-- PROVIDED MATERIAL follows --

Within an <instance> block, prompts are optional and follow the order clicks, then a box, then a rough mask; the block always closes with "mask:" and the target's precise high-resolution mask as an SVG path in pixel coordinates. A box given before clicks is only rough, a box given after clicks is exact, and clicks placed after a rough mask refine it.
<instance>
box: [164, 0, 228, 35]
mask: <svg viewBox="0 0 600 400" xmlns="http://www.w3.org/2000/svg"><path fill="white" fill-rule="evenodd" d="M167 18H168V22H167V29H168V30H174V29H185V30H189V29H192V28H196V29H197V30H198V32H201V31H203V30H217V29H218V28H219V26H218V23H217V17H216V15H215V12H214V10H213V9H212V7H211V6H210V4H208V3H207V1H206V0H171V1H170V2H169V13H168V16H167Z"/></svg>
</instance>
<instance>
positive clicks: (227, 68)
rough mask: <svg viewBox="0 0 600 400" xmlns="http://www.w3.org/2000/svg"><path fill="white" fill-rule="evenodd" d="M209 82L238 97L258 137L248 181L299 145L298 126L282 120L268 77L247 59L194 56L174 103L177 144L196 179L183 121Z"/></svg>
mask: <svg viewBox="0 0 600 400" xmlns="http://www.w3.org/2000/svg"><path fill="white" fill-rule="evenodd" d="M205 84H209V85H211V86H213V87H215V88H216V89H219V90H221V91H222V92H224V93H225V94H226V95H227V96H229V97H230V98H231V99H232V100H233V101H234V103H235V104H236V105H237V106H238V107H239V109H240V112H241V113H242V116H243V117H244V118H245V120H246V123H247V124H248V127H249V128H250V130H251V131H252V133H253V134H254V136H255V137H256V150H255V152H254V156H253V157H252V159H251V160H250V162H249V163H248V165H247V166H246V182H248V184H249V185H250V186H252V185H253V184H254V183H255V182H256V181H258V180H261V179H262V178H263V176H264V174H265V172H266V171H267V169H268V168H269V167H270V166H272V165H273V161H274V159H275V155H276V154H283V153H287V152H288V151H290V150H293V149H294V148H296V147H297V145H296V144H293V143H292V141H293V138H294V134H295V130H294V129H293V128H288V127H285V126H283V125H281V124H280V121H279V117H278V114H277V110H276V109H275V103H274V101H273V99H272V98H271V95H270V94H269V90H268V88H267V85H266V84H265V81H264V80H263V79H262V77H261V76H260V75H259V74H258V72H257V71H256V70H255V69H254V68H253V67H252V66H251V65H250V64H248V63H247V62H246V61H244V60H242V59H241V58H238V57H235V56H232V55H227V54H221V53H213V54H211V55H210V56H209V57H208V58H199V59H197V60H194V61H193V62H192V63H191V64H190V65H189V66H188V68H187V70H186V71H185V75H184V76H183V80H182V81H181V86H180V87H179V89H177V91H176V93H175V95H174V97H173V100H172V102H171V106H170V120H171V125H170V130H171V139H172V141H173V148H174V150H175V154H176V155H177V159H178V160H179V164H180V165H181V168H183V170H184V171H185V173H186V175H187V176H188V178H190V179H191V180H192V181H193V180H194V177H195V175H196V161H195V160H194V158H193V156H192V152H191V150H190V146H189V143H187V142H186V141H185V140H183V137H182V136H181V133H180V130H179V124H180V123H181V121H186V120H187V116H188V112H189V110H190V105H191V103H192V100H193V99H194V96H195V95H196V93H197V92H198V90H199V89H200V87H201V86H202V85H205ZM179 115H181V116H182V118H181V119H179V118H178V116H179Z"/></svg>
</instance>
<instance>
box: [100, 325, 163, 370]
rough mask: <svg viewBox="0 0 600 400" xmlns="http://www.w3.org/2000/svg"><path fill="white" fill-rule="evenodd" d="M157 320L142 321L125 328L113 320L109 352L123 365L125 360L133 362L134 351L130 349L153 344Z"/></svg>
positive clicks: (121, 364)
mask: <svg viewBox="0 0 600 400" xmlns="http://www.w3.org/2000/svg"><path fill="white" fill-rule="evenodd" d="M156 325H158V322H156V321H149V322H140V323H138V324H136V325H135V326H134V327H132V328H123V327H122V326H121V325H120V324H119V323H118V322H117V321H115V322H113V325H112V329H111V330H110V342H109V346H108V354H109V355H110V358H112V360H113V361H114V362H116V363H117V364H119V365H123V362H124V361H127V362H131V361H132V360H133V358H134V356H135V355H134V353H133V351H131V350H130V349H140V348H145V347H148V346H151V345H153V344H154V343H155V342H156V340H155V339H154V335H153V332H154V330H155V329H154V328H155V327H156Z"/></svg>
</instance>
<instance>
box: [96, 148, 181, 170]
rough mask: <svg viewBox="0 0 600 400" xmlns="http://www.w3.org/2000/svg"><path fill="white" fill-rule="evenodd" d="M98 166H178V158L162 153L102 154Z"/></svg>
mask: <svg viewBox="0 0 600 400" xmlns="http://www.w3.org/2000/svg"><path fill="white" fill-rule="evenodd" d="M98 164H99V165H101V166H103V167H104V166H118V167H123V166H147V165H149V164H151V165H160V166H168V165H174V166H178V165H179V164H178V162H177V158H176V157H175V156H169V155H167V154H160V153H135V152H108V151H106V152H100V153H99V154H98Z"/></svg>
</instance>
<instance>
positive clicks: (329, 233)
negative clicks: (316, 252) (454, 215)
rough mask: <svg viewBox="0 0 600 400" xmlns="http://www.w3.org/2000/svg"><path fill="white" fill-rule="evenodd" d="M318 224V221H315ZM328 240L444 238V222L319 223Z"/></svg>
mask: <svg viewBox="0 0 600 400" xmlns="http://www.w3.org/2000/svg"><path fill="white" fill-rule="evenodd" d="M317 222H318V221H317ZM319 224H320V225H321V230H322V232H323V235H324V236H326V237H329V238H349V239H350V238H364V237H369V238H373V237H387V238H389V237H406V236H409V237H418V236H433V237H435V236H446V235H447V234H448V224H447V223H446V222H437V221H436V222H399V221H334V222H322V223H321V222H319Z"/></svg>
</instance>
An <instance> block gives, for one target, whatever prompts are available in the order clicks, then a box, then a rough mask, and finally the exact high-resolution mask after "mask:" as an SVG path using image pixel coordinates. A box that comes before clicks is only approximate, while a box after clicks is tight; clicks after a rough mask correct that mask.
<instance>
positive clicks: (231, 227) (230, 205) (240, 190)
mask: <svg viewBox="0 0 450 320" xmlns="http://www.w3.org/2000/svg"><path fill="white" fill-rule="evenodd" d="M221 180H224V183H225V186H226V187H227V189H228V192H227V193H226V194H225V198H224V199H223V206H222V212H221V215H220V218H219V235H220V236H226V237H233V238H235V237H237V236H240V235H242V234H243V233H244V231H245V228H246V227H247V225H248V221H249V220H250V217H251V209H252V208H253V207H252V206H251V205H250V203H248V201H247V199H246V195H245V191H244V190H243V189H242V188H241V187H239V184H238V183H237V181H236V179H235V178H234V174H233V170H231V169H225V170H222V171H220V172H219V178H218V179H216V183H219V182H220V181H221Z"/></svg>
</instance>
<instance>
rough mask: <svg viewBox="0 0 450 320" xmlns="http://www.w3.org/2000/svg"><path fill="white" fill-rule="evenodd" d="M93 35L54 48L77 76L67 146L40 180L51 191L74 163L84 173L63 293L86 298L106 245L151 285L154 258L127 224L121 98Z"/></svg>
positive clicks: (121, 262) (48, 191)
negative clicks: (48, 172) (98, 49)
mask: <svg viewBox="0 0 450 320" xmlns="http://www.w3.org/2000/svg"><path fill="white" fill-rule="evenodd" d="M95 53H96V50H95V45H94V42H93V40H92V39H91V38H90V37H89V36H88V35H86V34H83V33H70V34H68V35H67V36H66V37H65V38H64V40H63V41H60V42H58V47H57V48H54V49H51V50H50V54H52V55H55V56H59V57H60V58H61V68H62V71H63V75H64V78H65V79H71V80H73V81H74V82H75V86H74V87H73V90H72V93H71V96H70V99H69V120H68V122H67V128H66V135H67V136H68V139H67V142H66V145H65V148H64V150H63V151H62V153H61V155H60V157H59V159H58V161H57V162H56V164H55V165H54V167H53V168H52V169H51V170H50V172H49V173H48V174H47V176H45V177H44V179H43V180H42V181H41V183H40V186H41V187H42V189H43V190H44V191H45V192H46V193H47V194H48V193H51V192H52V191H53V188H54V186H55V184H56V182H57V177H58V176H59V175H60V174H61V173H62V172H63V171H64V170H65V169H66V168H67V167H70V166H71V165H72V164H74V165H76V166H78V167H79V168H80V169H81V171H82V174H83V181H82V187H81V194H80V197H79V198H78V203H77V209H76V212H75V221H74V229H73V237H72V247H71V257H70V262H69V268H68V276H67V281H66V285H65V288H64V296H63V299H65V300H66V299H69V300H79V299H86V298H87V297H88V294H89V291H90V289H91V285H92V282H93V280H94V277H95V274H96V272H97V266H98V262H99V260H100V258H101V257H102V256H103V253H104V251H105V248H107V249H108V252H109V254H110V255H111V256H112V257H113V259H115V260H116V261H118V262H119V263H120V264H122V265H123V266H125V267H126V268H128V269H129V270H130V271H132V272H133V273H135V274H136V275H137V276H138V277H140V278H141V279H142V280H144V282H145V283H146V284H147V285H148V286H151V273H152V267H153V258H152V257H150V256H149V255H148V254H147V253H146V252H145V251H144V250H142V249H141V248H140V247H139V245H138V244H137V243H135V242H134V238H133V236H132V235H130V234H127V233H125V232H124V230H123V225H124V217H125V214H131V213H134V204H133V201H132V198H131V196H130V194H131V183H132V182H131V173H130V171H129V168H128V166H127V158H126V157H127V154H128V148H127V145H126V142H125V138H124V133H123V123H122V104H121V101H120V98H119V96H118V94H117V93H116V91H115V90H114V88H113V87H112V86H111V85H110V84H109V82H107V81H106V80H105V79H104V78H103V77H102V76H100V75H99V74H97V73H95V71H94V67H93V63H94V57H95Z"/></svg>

-- PROVIDED MATERIAL concluded --

Pull out every line from the rows above that contains the word "pixel".

→ FINAL ANSWER
Within an <instance> block, prompts are optional and follow the order clicks, then a box, then a rough mask; the block always closes with "mask:" and the target's precise high-resolution mask as an SVG path in pixel coordinates. A box given before clicks is only rough, a box given after clicks is exact, and clicks placed after a rough mask refine it.
An <instance> block gives, for one target, whatever prompts are available in the order clicks, then a box, then a rough mask, and finally the exact high-resolution mask after "mask:" as an SVG path using image pixel coordinates. A box that comes before clicks is only approximate, while a box after clicks is tight; clicks after a rough mask correct that mask.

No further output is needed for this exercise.